> [What to do] Format the items below as a numbered list, omitting any blank lines.
====================
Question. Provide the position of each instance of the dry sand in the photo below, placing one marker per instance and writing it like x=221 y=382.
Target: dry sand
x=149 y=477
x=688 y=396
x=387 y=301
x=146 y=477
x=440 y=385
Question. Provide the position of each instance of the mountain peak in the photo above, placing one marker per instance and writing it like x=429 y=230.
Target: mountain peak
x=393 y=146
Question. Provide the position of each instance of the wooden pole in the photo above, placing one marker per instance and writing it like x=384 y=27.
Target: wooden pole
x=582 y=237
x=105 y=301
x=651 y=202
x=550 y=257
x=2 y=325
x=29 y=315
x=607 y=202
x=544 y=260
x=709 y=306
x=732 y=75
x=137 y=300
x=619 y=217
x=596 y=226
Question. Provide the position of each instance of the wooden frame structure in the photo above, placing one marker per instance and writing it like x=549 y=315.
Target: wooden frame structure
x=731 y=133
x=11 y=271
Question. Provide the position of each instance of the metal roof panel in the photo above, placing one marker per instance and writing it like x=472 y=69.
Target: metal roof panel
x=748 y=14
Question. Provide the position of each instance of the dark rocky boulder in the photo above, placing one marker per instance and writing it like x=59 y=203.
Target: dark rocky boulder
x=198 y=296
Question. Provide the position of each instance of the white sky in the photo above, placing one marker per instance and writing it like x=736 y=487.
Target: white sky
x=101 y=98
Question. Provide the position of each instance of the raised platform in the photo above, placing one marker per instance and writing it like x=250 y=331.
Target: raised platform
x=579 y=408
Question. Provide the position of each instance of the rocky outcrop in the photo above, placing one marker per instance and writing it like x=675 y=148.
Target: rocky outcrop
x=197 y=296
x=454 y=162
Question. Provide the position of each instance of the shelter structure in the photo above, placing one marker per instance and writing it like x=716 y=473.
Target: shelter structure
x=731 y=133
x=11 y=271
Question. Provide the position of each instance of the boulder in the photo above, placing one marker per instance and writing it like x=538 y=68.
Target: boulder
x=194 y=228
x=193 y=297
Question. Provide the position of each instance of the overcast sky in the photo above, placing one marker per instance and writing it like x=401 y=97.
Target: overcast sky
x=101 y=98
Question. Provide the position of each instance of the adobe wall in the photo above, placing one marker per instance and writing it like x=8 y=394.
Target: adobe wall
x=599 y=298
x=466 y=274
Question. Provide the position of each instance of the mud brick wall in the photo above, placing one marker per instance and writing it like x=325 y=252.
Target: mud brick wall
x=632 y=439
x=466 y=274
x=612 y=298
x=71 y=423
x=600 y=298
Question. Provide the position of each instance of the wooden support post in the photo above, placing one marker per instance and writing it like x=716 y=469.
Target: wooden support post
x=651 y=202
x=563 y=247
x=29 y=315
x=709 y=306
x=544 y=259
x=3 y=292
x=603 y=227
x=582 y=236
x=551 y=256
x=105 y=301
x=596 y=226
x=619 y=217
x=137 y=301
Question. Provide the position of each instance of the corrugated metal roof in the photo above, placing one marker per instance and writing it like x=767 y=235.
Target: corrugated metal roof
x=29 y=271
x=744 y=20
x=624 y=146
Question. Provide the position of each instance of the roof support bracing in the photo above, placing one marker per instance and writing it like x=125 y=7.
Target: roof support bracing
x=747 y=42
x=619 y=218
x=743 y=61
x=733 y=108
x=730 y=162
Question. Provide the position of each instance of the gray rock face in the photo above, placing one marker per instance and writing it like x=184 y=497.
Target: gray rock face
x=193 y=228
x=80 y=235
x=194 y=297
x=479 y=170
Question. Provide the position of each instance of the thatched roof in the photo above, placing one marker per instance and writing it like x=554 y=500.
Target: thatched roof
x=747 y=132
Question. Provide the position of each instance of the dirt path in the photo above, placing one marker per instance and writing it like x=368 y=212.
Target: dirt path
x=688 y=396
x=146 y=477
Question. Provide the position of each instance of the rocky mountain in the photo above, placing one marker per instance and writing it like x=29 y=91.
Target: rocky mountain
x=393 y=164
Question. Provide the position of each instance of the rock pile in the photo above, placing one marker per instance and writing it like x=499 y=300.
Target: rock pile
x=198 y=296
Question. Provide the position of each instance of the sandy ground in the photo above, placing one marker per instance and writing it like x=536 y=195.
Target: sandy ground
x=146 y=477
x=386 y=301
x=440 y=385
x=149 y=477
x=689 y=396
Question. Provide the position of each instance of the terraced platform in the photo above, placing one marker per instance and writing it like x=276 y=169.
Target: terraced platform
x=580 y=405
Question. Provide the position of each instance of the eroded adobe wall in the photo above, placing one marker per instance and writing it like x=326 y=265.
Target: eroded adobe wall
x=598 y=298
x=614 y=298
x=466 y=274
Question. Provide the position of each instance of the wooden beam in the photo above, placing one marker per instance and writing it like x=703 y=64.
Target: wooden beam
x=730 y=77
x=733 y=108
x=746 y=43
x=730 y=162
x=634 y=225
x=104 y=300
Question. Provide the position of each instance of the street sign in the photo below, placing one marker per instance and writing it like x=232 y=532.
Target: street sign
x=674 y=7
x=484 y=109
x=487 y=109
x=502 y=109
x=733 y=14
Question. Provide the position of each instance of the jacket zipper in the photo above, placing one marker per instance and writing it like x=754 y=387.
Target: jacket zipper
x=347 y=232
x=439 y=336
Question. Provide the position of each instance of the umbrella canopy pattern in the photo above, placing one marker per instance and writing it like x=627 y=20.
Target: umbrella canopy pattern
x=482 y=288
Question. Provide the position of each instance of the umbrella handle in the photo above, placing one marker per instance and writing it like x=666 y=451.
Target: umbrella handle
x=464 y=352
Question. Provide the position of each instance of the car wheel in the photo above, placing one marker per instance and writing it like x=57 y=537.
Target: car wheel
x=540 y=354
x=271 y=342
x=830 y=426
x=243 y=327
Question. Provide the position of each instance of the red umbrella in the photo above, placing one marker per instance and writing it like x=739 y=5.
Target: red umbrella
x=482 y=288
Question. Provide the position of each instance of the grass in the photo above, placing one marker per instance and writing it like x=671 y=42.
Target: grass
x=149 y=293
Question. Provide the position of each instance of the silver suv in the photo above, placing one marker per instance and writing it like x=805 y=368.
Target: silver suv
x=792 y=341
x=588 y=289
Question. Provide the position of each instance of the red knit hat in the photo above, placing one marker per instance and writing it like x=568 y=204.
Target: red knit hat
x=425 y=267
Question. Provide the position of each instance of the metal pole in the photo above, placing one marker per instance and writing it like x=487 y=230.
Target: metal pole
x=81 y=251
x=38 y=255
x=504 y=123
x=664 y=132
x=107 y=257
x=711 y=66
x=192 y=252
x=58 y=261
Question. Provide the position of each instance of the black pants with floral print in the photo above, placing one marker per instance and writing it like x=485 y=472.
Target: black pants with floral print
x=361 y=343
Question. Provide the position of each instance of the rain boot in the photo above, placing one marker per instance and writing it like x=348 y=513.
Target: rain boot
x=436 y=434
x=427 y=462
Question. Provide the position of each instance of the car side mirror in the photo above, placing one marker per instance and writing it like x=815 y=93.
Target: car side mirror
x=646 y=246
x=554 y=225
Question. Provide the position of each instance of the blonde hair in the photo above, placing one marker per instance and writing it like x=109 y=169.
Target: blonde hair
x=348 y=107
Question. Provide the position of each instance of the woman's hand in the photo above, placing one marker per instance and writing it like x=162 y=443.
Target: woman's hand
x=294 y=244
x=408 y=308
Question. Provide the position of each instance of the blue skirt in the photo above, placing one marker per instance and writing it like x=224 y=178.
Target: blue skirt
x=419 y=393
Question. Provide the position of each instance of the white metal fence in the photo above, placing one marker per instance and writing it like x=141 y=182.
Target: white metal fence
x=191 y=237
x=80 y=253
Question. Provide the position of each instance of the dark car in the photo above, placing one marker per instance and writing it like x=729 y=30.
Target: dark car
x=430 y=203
====================
> [Correct result]
1. Question. Provide the position of each instance of the dry sand in the photo below, placing one marker per instance and writing it like x=221 y=382.
2. Target: dry sand
3. x=149 y=477
4. x=688 y=396
5. x=387 y=301
6. x=146 y=477
7. x=440 y=385
8. Question. Provide the position of each instance of the mountain peak in the photo above, placing one marker per instance and writing it like x=429 y=230.
9. Target: mountain peak
10. x=393 y=146
11. Question. Provide the position of each instance of the wooden pole in the photo above, placing one marker per instance and writing it like x=384 y=27.
12. Target: wooden pole
13. x=582 y=237
14. x=105 y=301
15. x=651 y=202
16. x=550 y=257
17. x=2 y=325
18. x=29 y=315
19. x=607 y=202
20. x=544 y=260
21. x=709 y=306
22. x=732 y=75
23. x=137 y=300
24. x=619 y=217
25. x=596 y=226
26. Question. Provide the position of each instance of the wooden frame structure in the photo above, placing one marker per instance and writing it like x=549 y=315.
27. Target: wooden frame structure
28. x=731 y=133
29. x=11 y=271
30. Question. Provide the position of each instance of the metal roof panel in the photo above, placing one marker per instance and writing it like x=472 y=69.
31. Target: metal roof panel
32. x=748 y=14
33. Question. Provide the position of each instance of the dark rocky boulder in the photo above, placing one marker per instance and writing it like x=59 y=203.
34. Target: dark rocky boulder
35. x=198 y=296
36. Question. Provide the position of each instance of the white sky in the photo above, placing one marker per instance and writing it like x=736 y=487.
37. Target: white sky
38. x=101 y=98
39. Question. Provide the position of each instance of the raised platform in the photo above, placing one marker per instance and writing it like x=250 y=331.
40. Target: raised platform
41. x=579 y=408
42. Question. Provide the position of each instance of the rocky outcrop in the photo above, placing one marker per instance and writing it like x=675 y=148.
43. Target: rocky outcrop
44. x=197 y=296
45. x=454 y=162
46. Question. Provide the position of each instance of the shelter structure in the photo above, placing one marker per instance and writing it like x=716 y=473.
47. Target: shelter structure
48. x=731 y=133
49. x=11 y=271
50. Question. Provide the position of each instance of the boulder in the photo above, placing one marker per instance and writing it like x=538 y=68.
51. Target: boulder
52. x=194 y=228
53. x=193 y=297
54. Question. Provide the position of each instance of the overcast sky in the photo above, placing one marker per instance and writing it like x=401 y=97.
55. Target: overcast sky
56. x=101 y=98
57. Question. Provide the position of each instance of the adobe wall in the photo above, placing one marker per instance and writing it like x=8 y=394.
58. Target: adobe wall
59. x=599 y=298
60. x=466 y=274
61. Question. Provide the position of each instance of the mud brick wall in the photo above, placing one marker per instance and writing it like x=325 y=252.
62. Target: mud brick wall
63. x=632 y=439
64. x=466 y=274
65. x=612 y=298
66. x=71 y=423
67. x=600 y=298
68. Question. Provide the position of each instance of the wooden support post in the photo above, placing one marker per instance and writing it like x=716 y=469.
69. Target: wooden support post
70. x=651 y=202
71. x=563 y=247
72. x=29 y=315
73. x=709 y=306
74. x=544 y=259
75. x=3 y=292
76. x=603 y=227
77. x=582 y=236
78. x=551 y=256
79. x=105 y=301
80. x=596 y=226
81. x=619 y=217
82. x=137 y=301
83. Question. Provide the position of each instance of the corrugated metal roof in the photo above, placing one marker per instance and writing it like x=767 y=235.
84. Target: corrugated metal roof
85. x=29 y=271
86. x=744 y=20
87. x=624 y=146
88. Question. Provide the position of each instance of the roof support bracing in the photo above, placing one marker per instance and writing it like x=125 y=7.
89. Target: roof support bracing
90. x=747 y=42
91. x=619 y=218
92. x=743 y=61
93. x=733 y=108
94. x=730 y=162
95. Question. Provide the position of each instance of the gray rock face in the photo above, placing one marker per instance and writing it like x=184 y=497.
96. Target: gray rock face
97. x=193 y=228
98. x=80 y=235
99. x=194 y=297
100. x=479 y=170
101. Question. Provide the position of each instance of the thatched roof in the photo above, placing one marker per instance and writing it like x=554 y=500.
102. Target: thatched roof
103. x=747 y=132
104. Question. Provide the position of each instance of the dirt path in the photo above, placing one marker per instance and writing it like x=368 y=212.
105. Target: dirt path
106. x=688 y=396
107. x=146 y=477
108. Question. Provide the position of each instance of the rocky mountain in the photo above, placing one marker per instance and writing it like x=29 y=91.
109. Target: rocky mountain
110. x=393 y=164
111. Question. Provide the position of each instance of the rock pile in the photo above, placing one marker per instance and writing it like x=499 y=300.
112. Target: rock pile
113. x=198 y=296
114. Question. Provide the position of each instance of the sandy ground in the photo above, placing one marker per instance and writing it like x=536 y=195.
115. Target: sandy ground
116. x=146 y=477
117. x=386 y=301
118. x=440 y=385
119. x=149 y=477
120. x=689 y=396
121. Question. Provide the position of each instance of the terraced platform in the photo above, placing one marker per instance and writing it like x=276 y=169.
122. Target: terraced platform
123. x=580 y=405
124. Question. Provide the position of each instance of the eroded adobe wall in the photo above, placing one marker per instance and writing it like x=326 y=265.
125. Target: eroded adobe wall
126. x=598 y=298
127. x=614 y=298
128. x=466 y=274
129. Question. Provide the position of each instance of the wooden beam in the photo above, placing one marker per instance and writing it like x=703 y=64.
130. Target: wooden beam
131. x=730 y=77
132. x=733 y=108
133. x=746 y=43
134. x=730 y=162
135. x=634 y=225
136. x=104 y=300
137. Question. Provide the position of each instance of the street sign in the photo below, placing one marker per instance and writing it like x=232 y=532.
138. Target: street sign
139. x=674 y=7
140. x=484 y=109
141. x=487 y=109
142. x=502 y=109
143. x=733 y=14
144. Question. Provide the position of each instance of the jacket zipper in the photo above, placing one marker per instance and writing it like x=754 y=387.
145. Target: jacket zipper
146. x=347 y=232
147. x=439 y=336
148. Question. Provide the position of each instance of the umbrella canopy pattern in the photo above, placing one marker per instance and writing it like x=627 y=20.
149. Target: umbrella canopy pattern
150. x=482 y=288
151. Question. Provide the position of each instance of the umbrella handle in the photo above, placing one marker per instance and writing it like x=666 y=451.
152. Target: umbrella handle
153. x=464 y=352
154. Question. Provide the position of each instance of the car wheel in the photo above, placing one marker per instance and writing it like x=57 y=537.
155. Target: car wheel
156. x=540 y=354
157. x=271 y=342
158. x=830 y=426
159. x=243 y=327
160. Question. Provide the position of each instance of the red umbrella in the photo above, placing one marker per instance and writing it like x=739 y=5.
161. Target: red umbrella
162. x=482 y=288
163. Question. Provide the position of each instance of the grass in the photo above, placing one marker per instance and writing it like x=671 y=42.
164. Target: grass
165. x=149 y=293
166. Question. Provide the position of each instance of the silver suv in the photo above, placing one marker per instance and writing it like x=805 y=368.
167. Target: silver suv
168. x=792 y=341
169. x=588 y=289
170. Question. Provide the position of each instance of the red knit hat in the photo above, placing one marker per instance and writing it like x=568 y=204.
171. Target: red knit hat
172. x=425 y=267
173. Question. Provide the position of each instance of the metal pole in the photo above, placing one marker per instance and writing it like x=487 y=230.
174. Target: metal pole
175. x=81 y=251
176. x=38 y=255
177. x=504 y=123
178. x=664 y=132
179. x=107 y=257
180. x=711 y=66
181. x=192 y=252
182. x=58 y=261
183. Question. Provide the position of each instance of the black pants with floral print in the photo above, placing one marker per instance and writing it like x=485 y=472.
184. Target: black pants with floral print
185. x=361 y=343
186. Question. Provide the position of each instance of the rain boot in the photo above, placing one marker per instance and writing it like x=348 y=513.
187. Target: rain boot
188. x=436 y=434
189. x=427 y=462
190. Question. Provide the position of each instance of the car side mirror in the photo above, placing one marker per instance and writing it like x=815 y=93.
191. Target: car side mirror
192. x=646 y=246
193. x=554 y=225
194. Question. Provide the position of each instance of the blonde hair in the photo above, placing one marker per instance and writing it like x=109 y=169.
195. Target: blonde hair
196. x=348 y=107
197. Question. Provide the position of each instance of the woman's hand in the photo above, placing one marker per instance and writing it like x=162 y=443.
198. Target: woman's hand
199. x=294 y=244
200. x=408 y=308
201. Question. Provide the position of each instance of the blue skirt in the photo above, placing one marker per instance and writing it like x=224 y=178.
202. Target: blue skirt
203. x=419 y=393
204. Question. Provide the position of each instance of the white metal fence in the photo above, placing one marker per instance and writing it like x=141 y=182.
205. Target: white metal fence
206. x=191 y=237
207. x=80 y=253
208. Question. Provide the position of each instance of the dark car in the photo above, placing one marker per instance and writing it like x=729 y=30.
209. Target: dark car
210. x=430 y=203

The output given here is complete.